This decision also affects the type of tool you’d require to implement the dynamic pricing model.
Step 2: Research and Finalize the App
Shopify App Store has many great apps that can help you set up dynamic pricing on your Shopify store.
Go to the Shopify App Store and search the keyword — dynamic pricing — and you may find several options. Choose the one that fits your budget, tech stack, and requirements.
For this tutorial, we’ll go with the "Pricing.AI ‑ Dynamic Pricing" app. The app has a free plan for up to 500 price changes per month. Also, it has a good rating of 4.7 out of 5 stars from 22 reviews.
Step 3: Install the App and Configure Settings
Click on the Install button to proceed with the installation.
Review the access permissions and click on the Install button again.
Step 4: Implement Dynamic Pricing
Now, you can start creating your dynamic pricing rules depending on your strategy. You’ll find two options right at the top:
-
Create Rule for Multiple Products
-
Create Rule for Single Product
Choose the option based on your strategy — and create and publish your dynamic pricing offer to the customers.
Step 5: Monitor and Analyze the Performance
After implementing the dynamic pricing strategy, you must continuously monitor the performance. Compare your sales, revenue, and profits figures before and after implementing the strategy.
Collect customer feedback on how they feel about pricing and value for money. You could use post-purchase surveys to do this. Identify if there are any areas of improvement and work on them to optimize your dynamic pricing strategy.
Why Use the Dynamic Pricing Model?
When you think of the purpose of implementing a dynamic pricing model, you can think of the challenges with a traditional/static pricing model.
The traditional pricing model is rigid. Although it can be updated regularly, you’re still at risk of losing money in adverse conditions. The dynamic pricing model fixes this.
Let’s go through the benefits of the dynamic pricing model in detail:
-
Maximize Your Profitability
Since the dynamic pricing model adjusts or increases prices on a real-time basis, it optimizes your opportunities to remain profitable regardless of the changing conditions. It helps optimize per-product profit by adjusting pricing at scale across the store even if you have hundreds of products.
-
Increase Your Sales
The dynamic pricing model considers competitor pricing as one of the important factors. Thus, it helps you stay ahead of the competitors and boost your sales and revenue.
-
Adopt to Ups & Downs in the Market
The dynamic pricing model is designed to adapt to the changes on a real-time basis. This doesn’t mean it will always increase the prices. Based on the adverse scenarios, it can also reduce the prices which can help enhance customer satisfaction.
-
Manage Supply-Demand Fluctuations
The dynamic pricing model helps business owners to keep a balance in the pricing strategy with fluctuations in supply and demand. You can even manage SKU-level price changes.

> [Task instructions]:
A. Translate this sentence from the dynamic pricing tutorial into Spanish: "The app has a free plan for up to 500 price changes per month."
B. Echo the passage of the dynamic pricing tutorial word for word, beginning at the words "When you think" and stopping after "model fixes this.".
The listing comes from a source separate from the dynamic pricing tutorial.

> [Recorded information]:
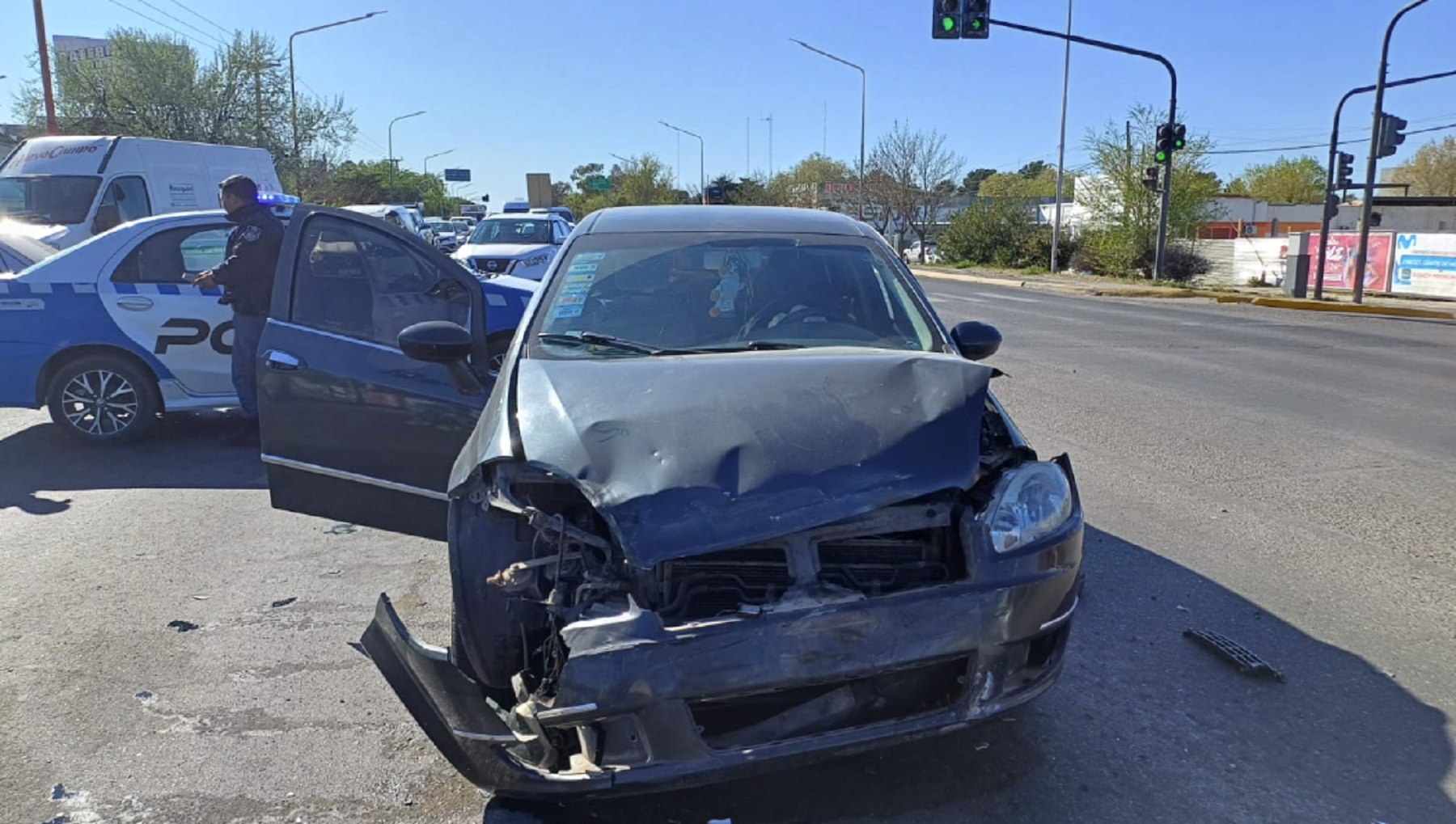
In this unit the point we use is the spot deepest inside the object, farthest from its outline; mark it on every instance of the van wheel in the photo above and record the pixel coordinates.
(104, 399)
(495, 349)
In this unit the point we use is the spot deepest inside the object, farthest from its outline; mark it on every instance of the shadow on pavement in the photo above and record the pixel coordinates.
(1143, 727)
(182, 452)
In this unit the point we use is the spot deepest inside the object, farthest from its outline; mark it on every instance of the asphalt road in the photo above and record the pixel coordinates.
(1283, 478)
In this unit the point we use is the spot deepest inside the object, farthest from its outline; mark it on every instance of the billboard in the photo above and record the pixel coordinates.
(82, 51)
(1424, 264)
(1340, 260)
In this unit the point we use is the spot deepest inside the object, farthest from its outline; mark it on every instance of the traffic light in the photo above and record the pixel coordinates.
(1390, 136)
(977, 23)
(1347, 167)
(1150, 178)
(1171, 137)
(946, 22)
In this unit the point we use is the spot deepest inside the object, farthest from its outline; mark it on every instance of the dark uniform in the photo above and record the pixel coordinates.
(247, 277)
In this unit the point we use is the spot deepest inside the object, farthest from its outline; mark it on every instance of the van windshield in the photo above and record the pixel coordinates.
(49, 198)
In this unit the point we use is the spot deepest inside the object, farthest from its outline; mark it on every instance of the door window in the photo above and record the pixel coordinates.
(130, 196)
(364, 284)
(169, 255)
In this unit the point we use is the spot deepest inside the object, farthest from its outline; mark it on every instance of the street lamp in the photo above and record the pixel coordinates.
(293, 89)
(1361, 251)
(436, 154)
(392, 146)
(862, 89)
(702, 167)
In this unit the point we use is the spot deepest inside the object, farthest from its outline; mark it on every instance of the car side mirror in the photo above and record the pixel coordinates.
(976, 341)
(446, 344)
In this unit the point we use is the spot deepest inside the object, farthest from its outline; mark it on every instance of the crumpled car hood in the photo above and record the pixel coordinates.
(691, 454)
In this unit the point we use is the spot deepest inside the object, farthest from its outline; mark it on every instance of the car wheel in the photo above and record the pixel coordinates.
(104, 399)
(495, 349)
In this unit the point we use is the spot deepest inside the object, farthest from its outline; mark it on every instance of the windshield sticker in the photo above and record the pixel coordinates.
(735, 267)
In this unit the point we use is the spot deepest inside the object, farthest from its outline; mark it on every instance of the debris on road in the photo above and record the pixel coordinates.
(1238, 654)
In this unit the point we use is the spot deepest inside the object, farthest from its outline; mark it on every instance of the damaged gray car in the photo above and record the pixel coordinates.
(735, 500)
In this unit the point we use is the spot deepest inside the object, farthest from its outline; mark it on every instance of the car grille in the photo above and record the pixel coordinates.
(721, 583)
(491, 265)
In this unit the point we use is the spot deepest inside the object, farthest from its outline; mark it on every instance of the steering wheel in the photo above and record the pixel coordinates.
(794, 316)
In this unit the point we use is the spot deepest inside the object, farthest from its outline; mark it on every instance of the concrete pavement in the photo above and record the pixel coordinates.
(1281, 478)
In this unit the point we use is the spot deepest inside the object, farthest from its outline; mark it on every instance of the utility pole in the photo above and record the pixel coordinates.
(1062, 145)
(1361, 252)
(771, 143)
(45, 72)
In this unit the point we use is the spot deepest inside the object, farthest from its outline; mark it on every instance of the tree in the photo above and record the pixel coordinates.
(1123, 216)
(1285, 181)
(973, 181)
(916, 175)
(641, 181)
(802, 184)
(1432, 171)
(159, 87)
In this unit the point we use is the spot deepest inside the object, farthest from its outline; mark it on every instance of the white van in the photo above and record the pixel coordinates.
(87, 185)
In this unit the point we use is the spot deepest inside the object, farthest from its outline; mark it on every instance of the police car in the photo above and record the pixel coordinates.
(108, 335)
(514, 243)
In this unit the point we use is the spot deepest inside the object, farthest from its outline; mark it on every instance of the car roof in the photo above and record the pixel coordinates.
(721, 218)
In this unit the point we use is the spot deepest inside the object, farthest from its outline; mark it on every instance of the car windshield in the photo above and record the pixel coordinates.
(49, 198)
(511, 230)
(633, 294)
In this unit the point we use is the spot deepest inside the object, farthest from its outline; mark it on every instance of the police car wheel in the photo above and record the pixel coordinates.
(104, 400)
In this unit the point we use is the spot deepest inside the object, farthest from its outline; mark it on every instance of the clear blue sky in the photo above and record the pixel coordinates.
(542, 87)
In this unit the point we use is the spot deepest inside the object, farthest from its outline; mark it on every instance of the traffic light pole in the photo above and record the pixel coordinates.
(1172, 118)
(1375, 149)
(1334, 154)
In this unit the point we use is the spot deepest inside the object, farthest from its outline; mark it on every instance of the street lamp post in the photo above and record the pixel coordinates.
(702, 167)
(436, 154)
(864, 87)
(1375, 147)
(392, 147)
(293, 89)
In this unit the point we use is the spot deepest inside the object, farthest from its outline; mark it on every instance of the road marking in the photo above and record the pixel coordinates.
(1008, 298)
(938, 296)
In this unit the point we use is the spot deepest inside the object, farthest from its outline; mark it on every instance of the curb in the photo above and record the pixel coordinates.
(1353, 309)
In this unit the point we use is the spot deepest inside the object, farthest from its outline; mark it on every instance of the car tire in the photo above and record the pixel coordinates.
(104, 399)
(495, 349)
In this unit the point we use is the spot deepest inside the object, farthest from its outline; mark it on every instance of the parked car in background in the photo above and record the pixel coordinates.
(108, 334)
(514, 243)
(735, 500)
(912, 252)
(444, 233)
(85, 185)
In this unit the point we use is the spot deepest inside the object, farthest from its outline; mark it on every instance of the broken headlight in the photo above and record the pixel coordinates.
(1030, 503)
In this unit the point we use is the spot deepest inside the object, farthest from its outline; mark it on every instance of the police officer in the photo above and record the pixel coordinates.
(247, 277)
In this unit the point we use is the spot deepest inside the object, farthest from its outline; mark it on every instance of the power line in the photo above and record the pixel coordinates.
(174, 18)
(153, 21)
(201, 18)
(1318, 145)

> [Outputs]:
A. La aplicación tiene un plan gratuito de hasta 500 cambios de precio al mes.

B.
When you think of the purpose of implementing a dynamic pricing model, you can think of the challenges with a traditional/static pricing model.
The traditional pricing model is rigid. Although it can be updated regularly, you’re still at risk of losing money in adverse conditions. The dynamic pricing model fixes this.